*** Source extract ***

The Scaling Dimensions of Keyword Search
A Hornet benchmark study arguing that document count is only one scaling dimension of keyword search — query length and query structure matter just as much, and agents push all three. The headline result: BM-WAND dynamic pruning, tuned for short human queries, can become slower than exhaustive scoring on the long queries agents generate.
Three Scaling Dimensions
Search engine design was shaped by human behavior. The AOL search log (36M queries, 650k users) shows:
| Metric | Value |
|---|---|
| Mean query length | 2.46 terms |
| Median query length | 2 terms |
| 90th percentile | 5 terms |
| 99th percentile | 8 terms |
Nearly two-thirds of searches are two words or fewer. Agents flip this: they emit long, structured, natural-language queries — see the companion piece This Is What Agentic Retrieval Looks Like.
How Keyword Engines Got Fast
- Inverted index — per-term sorted docID lists, replacing linear brute-force (grep-style) scans.
- Disjunctive (OR) query processing — merge posting lists, accumulate scores, return top-k.
- Dynamic pruning — return the exact top-k without scoring every matching doc. Lineage: WAND (Broder et al., 2003) → built on MaxScore (Turtle & Flood, 1995) → Block-Max WAND (Ding & Suel, 2011), adopted in Lucene 8.0 (2019), powering Elasticsearch, OpenSearch, and Solr.
The hidden assumption: queries are short. These algorithms were tuned for a world where 90% of queries are four words or fewer.
Where the Optimization Breaks
Benchmarks on Tantivy 0.25 (SIMD posting lists, Block-Max WAND, BM25) over Wikipedia (1M–5M docs, 1–20 terms):
- Random-term queries: for 1–5 terms BM-WAND scales sub-linearly (great). But at ~7.5 terms on a 5M-doc index it crosses over exhaustive search. At 20 terms it takes ~58ms/query vs ~12ms exhaustive. With many terms, most docs match at least one term, so the pruning condition rarely fires and the algorithm spends more time on bookkeeping than it saves.

*** Given entries ***

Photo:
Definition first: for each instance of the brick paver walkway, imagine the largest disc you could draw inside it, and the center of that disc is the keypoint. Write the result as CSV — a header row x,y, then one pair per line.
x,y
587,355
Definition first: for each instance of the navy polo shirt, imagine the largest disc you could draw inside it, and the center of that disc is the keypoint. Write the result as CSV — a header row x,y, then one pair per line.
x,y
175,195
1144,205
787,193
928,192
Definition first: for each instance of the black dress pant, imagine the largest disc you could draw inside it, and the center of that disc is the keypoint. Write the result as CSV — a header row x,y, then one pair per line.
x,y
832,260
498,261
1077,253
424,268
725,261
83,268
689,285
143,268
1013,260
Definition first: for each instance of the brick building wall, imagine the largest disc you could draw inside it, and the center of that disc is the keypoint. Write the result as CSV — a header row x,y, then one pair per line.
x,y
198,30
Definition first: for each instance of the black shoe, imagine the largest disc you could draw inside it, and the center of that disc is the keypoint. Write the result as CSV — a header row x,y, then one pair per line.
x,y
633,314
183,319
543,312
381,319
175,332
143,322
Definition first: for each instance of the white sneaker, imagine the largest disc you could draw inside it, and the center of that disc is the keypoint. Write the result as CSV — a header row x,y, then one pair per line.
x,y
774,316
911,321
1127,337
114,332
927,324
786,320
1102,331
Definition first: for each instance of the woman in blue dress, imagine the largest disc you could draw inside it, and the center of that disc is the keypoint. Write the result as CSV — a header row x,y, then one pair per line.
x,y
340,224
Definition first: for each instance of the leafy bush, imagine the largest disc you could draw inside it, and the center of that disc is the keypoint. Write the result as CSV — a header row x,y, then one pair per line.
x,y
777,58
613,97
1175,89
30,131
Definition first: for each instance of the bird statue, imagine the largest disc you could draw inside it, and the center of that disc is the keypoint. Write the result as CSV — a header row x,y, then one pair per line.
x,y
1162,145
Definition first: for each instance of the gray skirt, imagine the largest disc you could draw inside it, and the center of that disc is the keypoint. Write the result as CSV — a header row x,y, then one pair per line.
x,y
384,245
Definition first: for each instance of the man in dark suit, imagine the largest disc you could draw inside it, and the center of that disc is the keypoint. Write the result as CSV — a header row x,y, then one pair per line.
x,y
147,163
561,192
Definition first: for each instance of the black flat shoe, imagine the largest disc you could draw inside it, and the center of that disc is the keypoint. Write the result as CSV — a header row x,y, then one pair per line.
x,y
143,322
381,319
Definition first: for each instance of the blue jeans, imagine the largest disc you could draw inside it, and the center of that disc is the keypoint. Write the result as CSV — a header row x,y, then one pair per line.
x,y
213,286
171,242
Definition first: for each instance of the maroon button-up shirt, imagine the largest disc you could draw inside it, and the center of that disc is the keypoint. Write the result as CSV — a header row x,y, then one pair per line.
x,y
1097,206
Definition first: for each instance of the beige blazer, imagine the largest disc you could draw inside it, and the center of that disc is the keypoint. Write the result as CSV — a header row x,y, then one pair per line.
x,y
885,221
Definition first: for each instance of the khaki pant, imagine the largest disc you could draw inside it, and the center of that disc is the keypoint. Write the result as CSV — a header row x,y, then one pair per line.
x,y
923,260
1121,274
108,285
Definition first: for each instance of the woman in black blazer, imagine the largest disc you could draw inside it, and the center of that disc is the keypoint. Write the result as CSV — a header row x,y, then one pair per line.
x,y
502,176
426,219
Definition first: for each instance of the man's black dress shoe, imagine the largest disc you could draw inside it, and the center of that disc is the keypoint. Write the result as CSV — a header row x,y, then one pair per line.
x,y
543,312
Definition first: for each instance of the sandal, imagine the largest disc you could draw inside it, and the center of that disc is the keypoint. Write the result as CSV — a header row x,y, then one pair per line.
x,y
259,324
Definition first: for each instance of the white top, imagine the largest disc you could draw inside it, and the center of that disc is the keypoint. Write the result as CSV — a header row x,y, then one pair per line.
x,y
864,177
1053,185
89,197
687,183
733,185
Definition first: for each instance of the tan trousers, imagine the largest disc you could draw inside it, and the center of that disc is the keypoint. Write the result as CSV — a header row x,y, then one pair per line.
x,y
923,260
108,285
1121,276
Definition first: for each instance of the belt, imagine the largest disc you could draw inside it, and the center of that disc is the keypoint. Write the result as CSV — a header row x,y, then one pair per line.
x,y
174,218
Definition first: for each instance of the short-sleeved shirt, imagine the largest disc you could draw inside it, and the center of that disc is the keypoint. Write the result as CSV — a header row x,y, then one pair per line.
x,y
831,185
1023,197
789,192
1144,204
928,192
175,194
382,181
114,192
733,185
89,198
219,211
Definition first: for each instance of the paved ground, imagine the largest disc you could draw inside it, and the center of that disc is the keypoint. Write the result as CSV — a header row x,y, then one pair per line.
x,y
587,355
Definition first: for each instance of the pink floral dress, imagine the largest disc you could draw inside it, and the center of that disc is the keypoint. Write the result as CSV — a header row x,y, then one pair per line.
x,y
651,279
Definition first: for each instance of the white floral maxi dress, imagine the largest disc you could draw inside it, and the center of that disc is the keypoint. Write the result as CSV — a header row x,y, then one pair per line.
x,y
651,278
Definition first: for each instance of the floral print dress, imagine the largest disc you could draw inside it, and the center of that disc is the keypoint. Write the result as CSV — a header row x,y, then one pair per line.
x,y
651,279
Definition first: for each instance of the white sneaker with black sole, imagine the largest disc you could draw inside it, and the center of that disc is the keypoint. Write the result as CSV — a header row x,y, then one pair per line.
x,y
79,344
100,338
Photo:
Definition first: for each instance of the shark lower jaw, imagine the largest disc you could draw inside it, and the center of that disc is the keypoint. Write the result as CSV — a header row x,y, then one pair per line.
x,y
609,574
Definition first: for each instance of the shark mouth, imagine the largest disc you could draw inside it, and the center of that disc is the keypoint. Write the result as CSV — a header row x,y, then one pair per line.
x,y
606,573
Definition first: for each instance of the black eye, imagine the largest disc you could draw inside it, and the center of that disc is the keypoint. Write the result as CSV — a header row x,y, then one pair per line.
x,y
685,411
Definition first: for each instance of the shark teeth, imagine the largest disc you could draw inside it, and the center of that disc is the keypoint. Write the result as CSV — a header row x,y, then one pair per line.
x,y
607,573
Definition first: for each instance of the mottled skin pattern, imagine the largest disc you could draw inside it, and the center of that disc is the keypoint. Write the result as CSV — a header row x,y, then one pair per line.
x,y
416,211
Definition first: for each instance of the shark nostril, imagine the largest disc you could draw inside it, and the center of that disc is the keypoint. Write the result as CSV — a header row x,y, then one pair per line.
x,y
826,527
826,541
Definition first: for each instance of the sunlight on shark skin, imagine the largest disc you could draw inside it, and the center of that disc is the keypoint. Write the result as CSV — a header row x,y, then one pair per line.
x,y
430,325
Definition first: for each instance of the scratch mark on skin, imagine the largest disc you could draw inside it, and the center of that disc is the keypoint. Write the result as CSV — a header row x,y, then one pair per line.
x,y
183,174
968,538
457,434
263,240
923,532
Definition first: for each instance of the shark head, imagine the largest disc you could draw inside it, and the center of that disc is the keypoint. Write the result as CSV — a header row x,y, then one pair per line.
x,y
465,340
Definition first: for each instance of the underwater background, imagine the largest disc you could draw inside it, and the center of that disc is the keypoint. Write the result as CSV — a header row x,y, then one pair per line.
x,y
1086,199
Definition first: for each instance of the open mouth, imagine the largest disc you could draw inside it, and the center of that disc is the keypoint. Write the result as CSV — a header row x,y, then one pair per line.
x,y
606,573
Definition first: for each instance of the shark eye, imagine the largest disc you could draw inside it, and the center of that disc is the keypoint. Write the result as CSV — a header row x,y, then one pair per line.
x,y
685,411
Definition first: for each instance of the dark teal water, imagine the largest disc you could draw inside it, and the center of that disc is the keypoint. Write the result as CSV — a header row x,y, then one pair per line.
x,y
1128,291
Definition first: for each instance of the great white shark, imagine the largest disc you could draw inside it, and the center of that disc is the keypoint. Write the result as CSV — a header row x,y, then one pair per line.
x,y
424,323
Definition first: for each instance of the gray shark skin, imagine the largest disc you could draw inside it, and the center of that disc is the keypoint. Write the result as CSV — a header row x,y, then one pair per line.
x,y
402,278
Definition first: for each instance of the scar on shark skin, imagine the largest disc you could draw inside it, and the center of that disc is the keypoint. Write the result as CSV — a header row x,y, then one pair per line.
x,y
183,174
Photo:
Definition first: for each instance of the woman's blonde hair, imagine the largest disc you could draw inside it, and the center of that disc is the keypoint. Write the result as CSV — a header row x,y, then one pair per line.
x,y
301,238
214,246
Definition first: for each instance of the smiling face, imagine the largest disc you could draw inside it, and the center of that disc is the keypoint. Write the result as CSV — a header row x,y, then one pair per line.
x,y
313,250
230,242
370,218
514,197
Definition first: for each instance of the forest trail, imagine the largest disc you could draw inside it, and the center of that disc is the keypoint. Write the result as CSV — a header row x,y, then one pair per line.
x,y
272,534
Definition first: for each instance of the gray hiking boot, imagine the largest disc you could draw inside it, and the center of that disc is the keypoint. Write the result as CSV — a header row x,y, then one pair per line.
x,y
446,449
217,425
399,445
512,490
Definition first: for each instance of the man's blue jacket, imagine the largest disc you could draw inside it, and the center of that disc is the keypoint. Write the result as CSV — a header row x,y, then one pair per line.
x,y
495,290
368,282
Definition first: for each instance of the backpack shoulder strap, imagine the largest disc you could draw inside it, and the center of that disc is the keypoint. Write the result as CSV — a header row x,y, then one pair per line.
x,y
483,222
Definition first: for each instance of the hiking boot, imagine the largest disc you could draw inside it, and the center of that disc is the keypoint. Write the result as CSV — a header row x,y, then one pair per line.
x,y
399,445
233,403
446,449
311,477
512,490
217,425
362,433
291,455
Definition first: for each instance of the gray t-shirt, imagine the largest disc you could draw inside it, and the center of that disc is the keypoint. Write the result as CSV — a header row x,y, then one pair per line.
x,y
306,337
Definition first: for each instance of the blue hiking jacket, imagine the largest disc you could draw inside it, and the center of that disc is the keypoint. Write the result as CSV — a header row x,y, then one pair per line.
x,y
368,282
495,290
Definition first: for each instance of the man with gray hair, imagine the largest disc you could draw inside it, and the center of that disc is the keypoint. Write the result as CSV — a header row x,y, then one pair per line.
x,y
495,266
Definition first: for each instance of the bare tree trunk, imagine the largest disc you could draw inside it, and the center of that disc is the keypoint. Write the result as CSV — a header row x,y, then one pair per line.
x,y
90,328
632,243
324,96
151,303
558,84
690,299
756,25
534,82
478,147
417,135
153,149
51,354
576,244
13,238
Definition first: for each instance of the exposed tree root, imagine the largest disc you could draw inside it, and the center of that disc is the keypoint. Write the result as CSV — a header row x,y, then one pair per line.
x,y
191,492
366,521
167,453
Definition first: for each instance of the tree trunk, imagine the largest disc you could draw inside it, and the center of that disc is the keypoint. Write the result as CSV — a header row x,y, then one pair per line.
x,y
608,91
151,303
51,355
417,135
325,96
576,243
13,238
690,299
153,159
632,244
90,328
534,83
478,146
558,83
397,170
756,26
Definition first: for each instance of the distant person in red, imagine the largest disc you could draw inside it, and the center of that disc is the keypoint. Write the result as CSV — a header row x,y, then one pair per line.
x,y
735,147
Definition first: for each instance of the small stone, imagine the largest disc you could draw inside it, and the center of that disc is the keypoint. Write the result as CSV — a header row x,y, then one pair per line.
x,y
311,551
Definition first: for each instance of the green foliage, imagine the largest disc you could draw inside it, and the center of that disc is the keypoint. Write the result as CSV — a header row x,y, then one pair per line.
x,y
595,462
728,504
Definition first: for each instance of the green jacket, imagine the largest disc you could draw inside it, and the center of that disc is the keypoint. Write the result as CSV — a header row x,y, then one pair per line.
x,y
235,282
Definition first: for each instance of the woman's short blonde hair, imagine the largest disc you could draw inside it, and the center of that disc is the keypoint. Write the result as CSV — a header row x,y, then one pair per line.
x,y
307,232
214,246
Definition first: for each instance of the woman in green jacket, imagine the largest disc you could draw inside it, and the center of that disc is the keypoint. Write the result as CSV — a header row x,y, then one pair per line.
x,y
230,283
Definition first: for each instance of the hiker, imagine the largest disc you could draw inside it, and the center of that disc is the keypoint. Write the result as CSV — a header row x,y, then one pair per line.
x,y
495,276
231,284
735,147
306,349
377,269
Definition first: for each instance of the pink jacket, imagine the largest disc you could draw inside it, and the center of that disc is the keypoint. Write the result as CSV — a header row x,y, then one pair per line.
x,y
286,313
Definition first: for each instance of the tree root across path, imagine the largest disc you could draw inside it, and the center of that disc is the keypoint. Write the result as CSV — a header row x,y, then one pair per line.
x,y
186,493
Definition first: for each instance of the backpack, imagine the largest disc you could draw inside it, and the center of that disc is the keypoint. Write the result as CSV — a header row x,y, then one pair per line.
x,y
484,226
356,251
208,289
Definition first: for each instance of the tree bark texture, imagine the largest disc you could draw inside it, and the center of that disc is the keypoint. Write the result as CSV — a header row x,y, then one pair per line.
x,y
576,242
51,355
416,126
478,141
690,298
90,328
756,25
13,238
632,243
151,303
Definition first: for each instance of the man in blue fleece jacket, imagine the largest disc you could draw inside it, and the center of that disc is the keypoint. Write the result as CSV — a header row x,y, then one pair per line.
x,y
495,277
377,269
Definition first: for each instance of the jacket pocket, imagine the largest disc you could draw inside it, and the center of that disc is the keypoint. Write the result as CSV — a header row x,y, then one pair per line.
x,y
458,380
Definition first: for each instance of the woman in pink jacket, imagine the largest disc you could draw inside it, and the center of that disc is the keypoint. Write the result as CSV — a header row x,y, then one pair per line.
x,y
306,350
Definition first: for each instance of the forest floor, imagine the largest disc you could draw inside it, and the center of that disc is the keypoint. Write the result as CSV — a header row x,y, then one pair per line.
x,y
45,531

***

List of tasks:
- a) Translate this sentence from the keyword search scaling text into Spanish: "Search engine design was shaped by human behavior."
- b) From the keyword search scaling text above the rows, quote the passage between "The Scaling Dimensions" and "queries agents generate.", inclusive.

Solutions by task:
- a) El diseño de los motores de búsqueda fue moldeado por el comportamiento humano.

- b)
The Scaling Dimensions of Keyword Search
A Hornet benchmark study arguing that document count is only one scaling dimension of keyword search — query length and query structure matter just as much, and agents push all three. The headline result: BM-WAND dynamic pruning, tuned for short human queries, can become slower than exhaustive scoring on the long queries agents generate.